Supplied material =>
______________________________

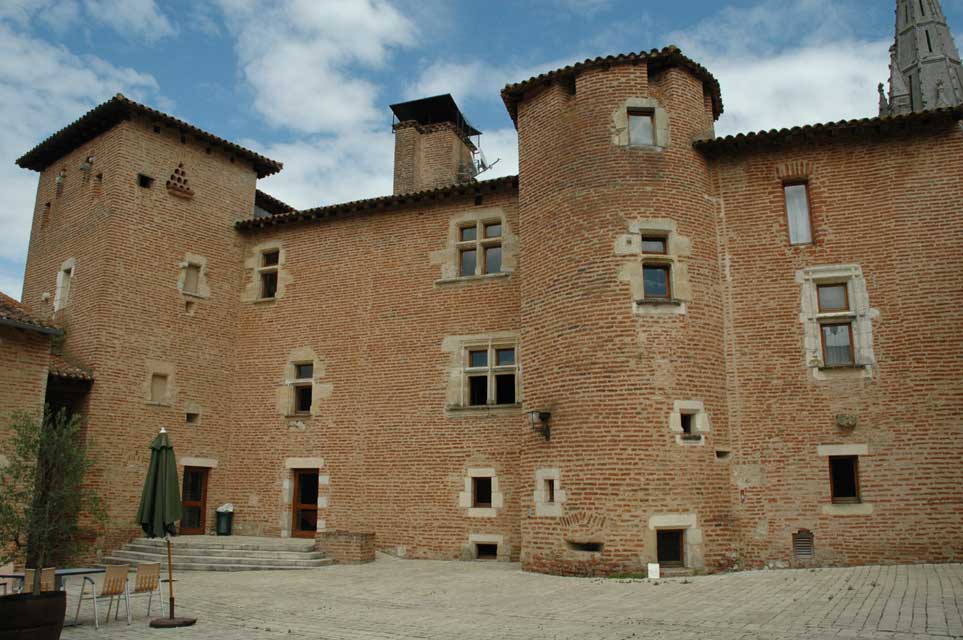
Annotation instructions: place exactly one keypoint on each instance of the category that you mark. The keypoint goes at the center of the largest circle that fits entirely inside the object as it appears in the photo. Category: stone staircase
(226, 553)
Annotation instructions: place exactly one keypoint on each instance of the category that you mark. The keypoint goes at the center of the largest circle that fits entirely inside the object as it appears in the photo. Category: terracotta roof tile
(15, 314)
(812, 131)
(119, 108)
(382, 203)
(61, 368)
(657, 59)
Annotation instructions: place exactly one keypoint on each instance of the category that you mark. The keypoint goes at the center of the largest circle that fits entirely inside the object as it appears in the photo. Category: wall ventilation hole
(587, 547)
(803, 547)
(486, 551)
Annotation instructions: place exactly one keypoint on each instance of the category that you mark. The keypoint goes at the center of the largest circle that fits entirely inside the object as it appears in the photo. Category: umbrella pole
(170, 579)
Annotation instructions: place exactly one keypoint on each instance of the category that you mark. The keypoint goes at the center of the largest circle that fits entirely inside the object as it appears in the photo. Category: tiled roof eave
(383, 203)
(108, 114)
(805, 133)
(669, 56)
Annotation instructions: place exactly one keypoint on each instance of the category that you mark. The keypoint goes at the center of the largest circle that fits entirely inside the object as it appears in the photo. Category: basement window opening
(802, 545)
(485, 551)
(481, 492)
(844, 479)
(586, 547)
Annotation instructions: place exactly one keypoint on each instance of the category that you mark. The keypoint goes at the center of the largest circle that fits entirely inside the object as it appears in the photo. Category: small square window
(505, 388)
(477, 391)
(269, 284)
(641, 128)
(270, 258)
(653, 244)
(838, 344)
(655, 278)
(302, 399)
(493, 260)
(833, 297)
(477, 359)
(481, 492)
(158, 387)
(505, 357)
(467, 261)
(493, 230)
(844, 479)
(686, 421)
(797, 212)
(192, 279)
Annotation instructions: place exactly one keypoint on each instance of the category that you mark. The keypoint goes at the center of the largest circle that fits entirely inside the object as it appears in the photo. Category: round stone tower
(622, 318)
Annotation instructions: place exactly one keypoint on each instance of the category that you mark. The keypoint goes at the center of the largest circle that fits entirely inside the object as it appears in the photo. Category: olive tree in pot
(43, 500)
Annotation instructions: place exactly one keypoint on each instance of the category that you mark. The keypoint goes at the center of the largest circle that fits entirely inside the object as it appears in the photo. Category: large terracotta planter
(25, 616)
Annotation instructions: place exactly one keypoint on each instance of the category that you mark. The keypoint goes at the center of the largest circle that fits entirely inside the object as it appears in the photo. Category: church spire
(925, 68)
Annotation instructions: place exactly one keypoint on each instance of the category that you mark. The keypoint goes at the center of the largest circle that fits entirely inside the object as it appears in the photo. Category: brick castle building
(652, 344)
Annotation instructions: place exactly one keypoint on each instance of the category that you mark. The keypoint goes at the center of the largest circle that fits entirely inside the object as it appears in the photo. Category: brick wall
(346, 547)
(889, 202)
(126, 313)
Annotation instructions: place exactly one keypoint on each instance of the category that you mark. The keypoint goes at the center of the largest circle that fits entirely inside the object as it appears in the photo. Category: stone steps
(234, 553)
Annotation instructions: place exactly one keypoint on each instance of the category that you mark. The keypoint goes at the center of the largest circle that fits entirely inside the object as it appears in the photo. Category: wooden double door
(194, 501)
(304, 505)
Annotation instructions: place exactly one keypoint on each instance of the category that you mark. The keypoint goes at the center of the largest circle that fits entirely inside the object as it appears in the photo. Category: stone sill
(850, 509)
(467, 279)
(487, 410)
(674, 302)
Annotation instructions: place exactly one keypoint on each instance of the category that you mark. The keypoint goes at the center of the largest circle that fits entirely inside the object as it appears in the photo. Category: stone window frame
(619, 125)
(860, 452)
(678, 249)
(700, 422)
(458, 372)
(156, 368)
(253, 264)
(448, 259)
(287, 400)
(544, 508)
(65, 283)
(860, 316)
(287, 491)
(693, 557)
(203, 291)
(465, 497)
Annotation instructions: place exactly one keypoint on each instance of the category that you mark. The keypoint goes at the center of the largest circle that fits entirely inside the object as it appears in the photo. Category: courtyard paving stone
(394, 598)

______________________________

The problem =>
Write out the entries again, exactly as given, skipping any images.

Written response =>
Annotation instructions: place exactly one keypoint on each instance of the category that you mark. The keypoint goes at the center of the largest circle that fits entirely inside the object as it appears in the photo. Category: stone staircase
(226, 553)
Annotation instructions: place exactly one keypoint on each instance of the category that you mark. The keypoint goes at the center of the largest circle that fits entirely inside the object as it appears in the photo. Category: terracotta roof tile
(15, 314)
(812, 131)
(119, 108)
(382, 203)
(61, 368)
(657, 59)
Annotation instructions: place exactly one keypoint on each instance of the category that you mark. The keypoint goes at the center of the largest circle that fits entirely inside the object as it appears in the photo. Category: wall ventilation hole
(587, 547)
(803, 547)
(486, 551)
Annotation instructions: place exactly one keypoint on each instance of the category that you mark. The keypoint goes at the center of the largest circle that fits entirely inside the object as it appears in the photo. Category: umbrella pole
(170, 579)
Annotation instructions: place exactly one keypoint on each instance of the category that you mark. The keypoint goes at the center of the largest circle that fits entirely inside the object as it appears in the photo. Category: tiled roof eave
(383, 203)
(108, 114)
(805, 133)
(669, 56)
Annotation instructions: place exactly one keypoint on each instance of the category that you mark. The keypoint goes at the center of the largest circle that fits entirely inside the object as it appears in the photo. Category: basement window opening
(802, 545)
(485, 551)
(481, 492)
(844, 479)
(586, 547)
Annotation instructions: place exactly one keypoint on each instance of the category that you mark. The keypoint goes at the center of the largest circle that fits entirely inside the object as it appears in the photo. Category: small square window
(505, 388)
(477, 391)
(269, 284)
(641, 128)
(270, 258)
(653, 244)
(838, 344)
(655, 278)
(302, 399)
(493, 260)
(833, 297)
(477, 359)
(481, 492)
(158, 387)
(505, 357)
(467, 261)
(493, 230)
(844, 479)
(686, 421)
(797, 212)
(192, 279)
Annotation instructions: place exactly one keypoint on each instance of the category that you mark. The keypoint goes at the center of the largest circle that fits entirely inside the object as it appears in the photo. Category: round stone tower
(622, 318)
Annotation instructions: place exactly one keypoint on each instance of the category that you mark. The keypoint goes at the center of the largest circle that fits entirely inside the object as it appears in the photo. Category: olive tree in pot
(43, 500)
Annotation instructions: place exactly one keypoint on each instance of the category that you mark. The keypoint goes at the center of the largest circle that fits entirely inside the object as it appears in the photo. Category: large terracotta planter
(25, 616)
Annotation instructions: place exactly one keypoint on each instance of the category that you mark. The keypoint goes at the center of the largest circle that fits entirely inside the object as it appears in the photo. Category: church spire
(925, 68)
Annotation instructions: place exactly one keypoint on each instance of the category that you mark. The keypoint goes at the center of the largest circle that fits entirely inside the object as it appears in the photo. Category: brick castle building
(652, 344)
Annotation instructions: place exactly one keypoint on each instance of the category that you mark. The keypoint goes at the center of the largest circle that fits entirely inside the object as it appears in the photo. Category: brick wall
(346, 547)
(889, 202)
(126, 313)
Annotation instructions: place exactly one keypoint on each instance of the category that you mark. The keypoint goes at the center of the largest circle that fits entirely inside the object as it appears in the photo. Category: stone steps
(234, 553)
Annotation instructions: place exactly one keypoint on each instance of the category that you mark. The keypoint goes at the center of the largest circle that fits entirely inside the object as it appears in the photo. Category: wooden double door
(194, 501)
(304, 505)
Annotation instructions: place exactly one keypoint on each instance of the category that you mark. The keypoint goes at the center of the largest circle that fits entirely inside the object as it appears in the photo. Category: stone sill
(850, 509)
(467, 279)
(487, 410)
(674, 302)
Annotation instructions: place exactly one keypoint on each instance of the category that you mark. The keypoint goes at the center of the largest circle that fits entirely inside the object as it appears in the photo. Category: stone window frame
(619, 125)
(860, 452)
(678, 249)
(700, 422)
(458, 372)
(156, 368)
(253, 264)
(448, 259)
(287, 400)
(544, 508)
(65, 283)
(860, 316)
(287, 491)
(693, 557)
(203, 291)
(465, 497)
Annotation instructions: place exactly one keypoint on each instance of the category that you mark. The keypoint goes at the center of the largest circle that fits entirely inside the object as it appears in the photo. Category: courtyard paving stone
(394, 598)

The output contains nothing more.